- _Things to do_:
[A] Decide whether each statement below agrees with the text on the Roundup verdicts, answering yes or no for each and quoting the exact words of the text that decide it: (i) John Durnell was awarded $1.25 million. (ii) Ernest Caranci developed his illness after using Roundup on a farm. (iii) The Philadelphia jury ordered Bayer to pay $150 million in compensatory damages.
[B] Write the next part of the text on the Roundup verdicts, starting after its final sentence.

- _Excerpted text_:
↓
Juries in St. Louis, Philadelphia, and California have found Bayer liable in three lawsuits, ruling that the company must pay millions of dollars to three men who claim that their exposure to Bayer’s Roundup herbicide caused their cancers. Prior to the three plaintiff victories, Bayer had wone nine Roundup-cancer trials after losing the first three.
In the first trial, plaintiff John Durnell was awarded $1.25 million. Durnell’s attorney, W. Wylie Blair, said the trial was significant because it was the first in which jurors heard evidence that other chemicals in glyphosate-based Roundup, called adjuvants, could cause cancer.
Like many other plaintiffs in Roundup lawsuits, Durnell had developed non-Hodgkin lymphoma.
In the second trial, a jury in Philadelphia also found Bayer liable in a lawsuit filed by a retired restaurant owner, Ernest Caranci, who had also developed non-Hodgkin lymphoma from using Roundup in his garden.
The jury ordered Bayer to pay Caranci $25 million in compensatory damages and $150 million in punitive damages, which were assessed because of serious misconduct by Monsanto, maker of Roundup.
↑
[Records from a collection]
↓
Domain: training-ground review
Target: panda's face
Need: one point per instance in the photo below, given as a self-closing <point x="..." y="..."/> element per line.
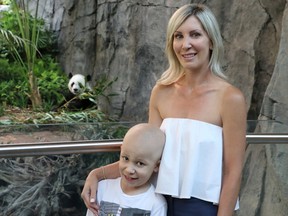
<point x="77" y="84"/>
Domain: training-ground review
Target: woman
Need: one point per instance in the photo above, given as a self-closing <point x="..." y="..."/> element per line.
<point x="203" y="117"/>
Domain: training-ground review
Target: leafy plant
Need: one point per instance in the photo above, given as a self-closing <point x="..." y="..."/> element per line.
<point x="33" y="36"/>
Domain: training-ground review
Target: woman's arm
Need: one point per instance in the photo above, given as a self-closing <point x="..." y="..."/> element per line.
<point x="233" y="115"/>
<point x="88" y="194"/>
<point x="154" y="115"/>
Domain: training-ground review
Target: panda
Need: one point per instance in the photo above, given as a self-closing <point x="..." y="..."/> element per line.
<point x="77" y="85"/>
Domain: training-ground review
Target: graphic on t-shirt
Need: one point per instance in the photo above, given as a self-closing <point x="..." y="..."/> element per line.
<point x="114" y="209"/>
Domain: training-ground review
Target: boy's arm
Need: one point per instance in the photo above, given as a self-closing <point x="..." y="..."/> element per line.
<point x="88" y="194"/>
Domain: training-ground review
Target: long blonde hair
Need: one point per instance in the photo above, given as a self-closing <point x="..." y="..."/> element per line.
<point x="209" y="24"/>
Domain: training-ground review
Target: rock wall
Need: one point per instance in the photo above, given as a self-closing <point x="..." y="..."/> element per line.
<point x="126" y="39"/>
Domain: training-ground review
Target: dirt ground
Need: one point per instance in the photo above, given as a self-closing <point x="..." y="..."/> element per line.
<point x="24" y="136"/>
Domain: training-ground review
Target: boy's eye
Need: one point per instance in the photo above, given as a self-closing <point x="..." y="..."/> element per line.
<point x="140" y="163"/>
<point x="124" y="158"/>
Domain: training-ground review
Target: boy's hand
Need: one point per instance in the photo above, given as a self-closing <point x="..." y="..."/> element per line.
<point x="89" y="193"/>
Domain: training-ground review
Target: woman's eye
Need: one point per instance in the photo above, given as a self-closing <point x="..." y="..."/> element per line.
<point x="195" y="34"/>
<point x="177" y="36"/>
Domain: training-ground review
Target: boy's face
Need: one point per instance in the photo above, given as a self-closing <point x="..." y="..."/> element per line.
<point x="137" y="163"/>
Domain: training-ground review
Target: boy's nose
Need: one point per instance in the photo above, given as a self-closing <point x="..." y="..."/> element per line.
<point x="130" y="169"/>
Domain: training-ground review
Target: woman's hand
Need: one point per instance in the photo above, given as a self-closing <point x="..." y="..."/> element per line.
<point x="89" y="192"/>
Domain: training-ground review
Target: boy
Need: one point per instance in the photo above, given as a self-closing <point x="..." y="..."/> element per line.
<point x="132" y="193"/>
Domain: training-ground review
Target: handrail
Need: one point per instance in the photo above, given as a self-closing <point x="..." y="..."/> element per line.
<point x="92" y="146"/>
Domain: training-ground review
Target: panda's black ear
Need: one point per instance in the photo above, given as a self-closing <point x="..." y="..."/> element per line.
<point x="88" y="78"/>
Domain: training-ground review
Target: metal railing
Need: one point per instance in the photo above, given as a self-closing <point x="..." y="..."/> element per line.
<point x="92" y="146"/>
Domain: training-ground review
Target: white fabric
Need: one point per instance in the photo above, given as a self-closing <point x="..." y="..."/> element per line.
<point x="192" y="161"/>
<point x="110" y="192"/>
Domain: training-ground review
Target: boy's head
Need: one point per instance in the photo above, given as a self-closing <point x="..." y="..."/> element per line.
<point x="140" y="156"/>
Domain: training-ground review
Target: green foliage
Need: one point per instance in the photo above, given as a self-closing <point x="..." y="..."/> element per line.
<point x="5" y="2"/>
<point x="51" y="82"/>
<point x="14" y="87"/>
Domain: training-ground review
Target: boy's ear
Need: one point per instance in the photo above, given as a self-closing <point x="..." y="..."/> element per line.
<point x="156" y="168"/>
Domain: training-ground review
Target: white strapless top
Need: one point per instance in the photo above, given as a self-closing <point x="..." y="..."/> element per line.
<point x="192" y="165"/>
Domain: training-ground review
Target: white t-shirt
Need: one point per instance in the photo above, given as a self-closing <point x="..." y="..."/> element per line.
<point x="191" y="165"/>
<point x="114" y="202"/>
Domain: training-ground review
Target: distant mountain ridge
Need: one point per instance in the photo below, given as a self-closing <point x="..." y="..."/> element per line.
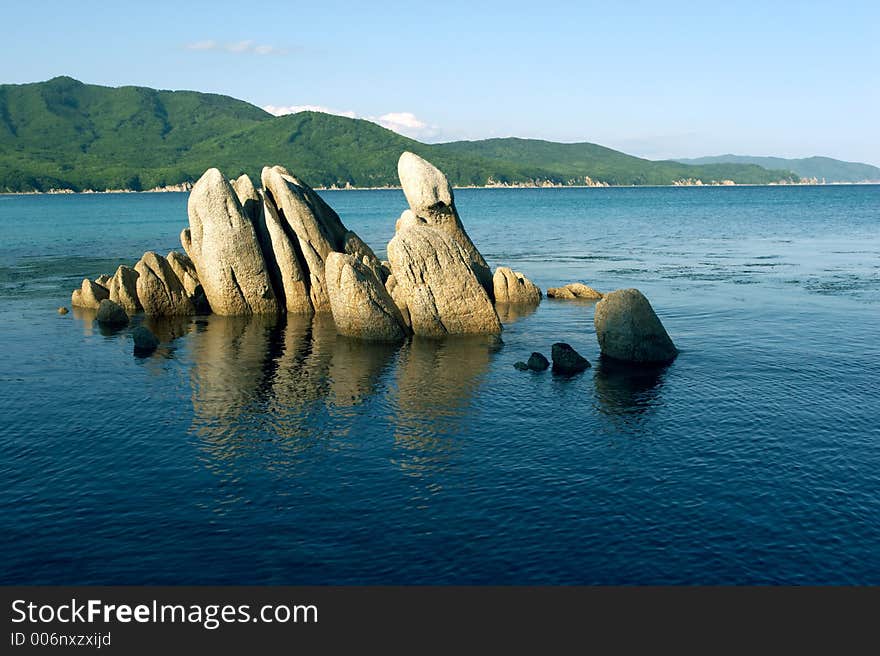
↑
- _Responses by item number_:
[A]
(i) Yes: "plaintiff John Durnell was awarded $1.25 million."
(ii) No: "from using Roundup in his garden."
(iii) No: "$25 million in compensatory damages and $150 million in punitive damages."

[B]
A California jury awarded plaintiff Mike Dennis, who was diagnosed with non-Hodgkin lymphoma, $7 million in compensatory damages and $325 million in punitive damages.
Bayer plans to appeal all three rulings.
Roundup-cancer lawsuits have burdened Bayer since the company purchased Monsanto for $63 billion in 2018. The company settled most Roundup claims in 2020 for up to $10.9 billion but still faces some 40,000 Roundup-cancer lawsuits.
Bayer has appealed to the U.S. Supreme Court, aiming to challenge plaintiff’s ability to sue under state law. But the Supreme Court has rejected that argument.